Can you echo the text of each item below word for word, leaving out the pictures?

::: SUPPLIED MATERIAL

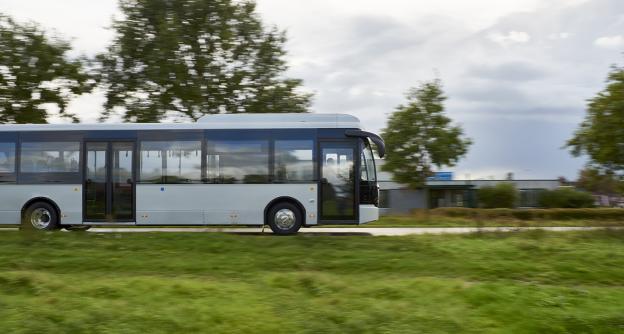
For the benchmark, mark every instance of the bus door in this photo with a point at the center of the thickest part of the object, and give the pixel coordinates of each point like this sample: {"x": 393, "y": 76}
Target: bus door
{"x": 109, "y": 181}
{"x": 338, "y": 200}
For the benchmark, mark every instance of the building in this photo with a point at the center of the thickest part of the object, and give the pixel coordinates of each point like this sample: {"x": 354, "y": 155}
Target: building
{"x": 396, "y": 198}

::::::

■ TASK RESPONSE ■
For the benchmark, mark every instance of the bus door in this photo with a point at the center of the thickest part of the object, and give the pixel coordinates of each point like this sample: {"x": 393, "y": 76}
Target: bus door
{"x": 109, "y": 181}
{"x": 338, "y": 200}
For the benchmark, mark every instance of the building in this photo with a point at the center of the thickest part of the object, and give the pixel coordinates of each point like this sample: {"x": 354, "y": 155}
Target: building
{"x": 396, "y": 198}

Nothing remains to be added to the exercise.